GIVEN TEXT:
Inferring Personality From Social Media Activity Using Large Language Models: Cross‐Model Agreement, Temporal Stability, and Convergent Validity With Self‐Reports

Marengo, Davide; Montag, Christian; Settanni, Michele

doi:10.1111/jopy.70019

Introduction: Large language models (LLMs) offer a promising approach to infer personality traits unobtrusively from digital footprints. However, the reliability and validity of these inferences remain underexplored. Method: Gemini 1.5 Pro and GPT-4o were used to infer Big Five traits from 2 years of Facebook posts by 1214 Italian users. Predictions were compared to self-reports on the Ten-Item Personality Inventory. Results: LLM predictions underestimated Agreeableness and Conscientiousness, overestimated Extraversion, while Neuroticism and Openness closely aligned with self-report means. On repeated prompting, Gemini 1.5 Pro inferences showed less variability than GPT-4o, with both models achieving excellent reliability when aggregating inferences. Temporal stability was highest when combining predictions across LLMs, with test–retest correlations over 2 years ranging from 0.44 for Conscientiousness to 0.60 for Openness. Cross-LLM agreement was highest when combining inferences from multiple time points, with correlations ranging from 0.58 for Neuroticism to 0.83 for Extraversion. Correlations with self-reports were modest, reaching 0.27 for Extraversion, 0.24 for Agreeableness, 0.23 for Conscientiousness, 0.18 for Neuroticism, and 0.31 for Openness when combining LLM inferences across LLMs and time points. Conclusion: These findings advance understanding of LLMs' potential for personality inference, highlighting the importance of aggregating inferences to enhance the reliability and validity of such assessments.

EXTRACTED MATERIAL:
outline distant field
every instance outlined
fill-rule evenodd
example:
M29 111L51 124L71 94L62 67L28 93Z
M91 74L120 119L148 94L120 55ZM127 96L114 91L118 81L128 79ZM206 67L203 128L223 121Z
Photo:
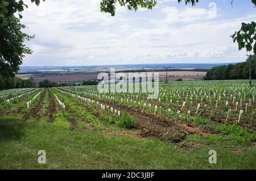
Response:
M158 72L159 73L160 81L164 81L166 80L166 73L164 71ZM168 73L168 81L175 81L178 78L182 78L184 81L195 80L203 78L206 75L206 72L203 71L169 71ZM126 73L128 75L128 73ZM38 83L45 79L48 79L52 82L74 82L74 81L82 81L87 80L97 79L97 74L71 74L65 75L57 75L57 76L49 76L49 77L36 77L34 81ZM174 77L173 77L174 76Z

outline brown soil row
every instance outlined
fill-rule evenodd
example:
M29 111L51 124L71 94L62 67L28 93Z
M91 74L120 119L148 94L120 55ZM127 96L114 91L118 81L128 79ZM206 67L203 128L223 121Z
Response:
M52 96L52 94L51 91L48 91L48 96L49 99L50 107L47 111L47 115L49 116L49 122L52 123L54 121L53 113L56 111L56 103L54 100L54 98Z
M28 113L27 113L23 118L23 120L26 121L30 117L34 117L38 120L40 119L40 116L38 115L38 113L41 110L43 106L43 100L46 96L46 90L43 91L43 94L41 95L40 97L39 101L37 103L37 104L34 106L29 111Z
M66 107L66 110L67 112L69 113L71 113L72 112L68 106ZM71 123L71 131L75 130L77 128L77 121L76 120L76 117L71 116L69 118L68 120Z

WHAT YOU NEED TO DO:
- 1) Answer these questions from the personality-inference abstract, one line each:
(a) How many Italian users' Facebook posts were analyzed?
(b) On repeated prompting, which model's inferences showed less variability?
(c) For cross-LLM agreement across combined time points, which trait had the highest correlation, and what was it?
- 2) Turn the paragraph of the personality-inference abstract that begins "Introduction: Large language models" into a short list that keeps its main facts.

RESPONSES PER TASK:
- 1)
(a) 1214
(b) Gemini 1.5 Pro
(c) Extraversion, 0.83

- 2)
- Background: LLMs can infer personality traits unobtrusively from digital footprints, but the reliability and validity of these inferences are underexplored.
- Method: Gemini 1.5 Pro and GPT-4o inferred Big Five traits from 2 years of Facebook posts by 1214 Italian users. The predictions were compared with self-reports on the Ten-Item Personality Inventory.
- Mean levels: the models underestimated Agreeableness and Conscientiousness and overestimated Extraversion. Neuroticism and Openness closely matched self-report means.
- Reliability: Gemini 1.5 Pro varied less than GPT-4o on repeated prompting. Both models reached excellent reliability when inferences were aggregated.
- Temporal stability: this was highest when predictions were combined across LLMs. Two-year test–retest correlations ranged from 0.44 (Conscientiousness) to 0.60 (Openness).
- Cross-LLM agreement: this was highest when inferences from multiple time points were combined. Correlations ranged from 0.58 (Neuroticism) to 0.83 (Extraversion).
- Correlations with self-reports: these were modest when inferences were combined across LLMs and time points. Values were Extraversion 0.27, Agreeableness 0.24, Conscientiousness 0.23, Neuroticism 0.18 and Openness 0.31.
- Conclusion: aggregating inferences is important for improving the reliability and validity of LLM-based personality assessment.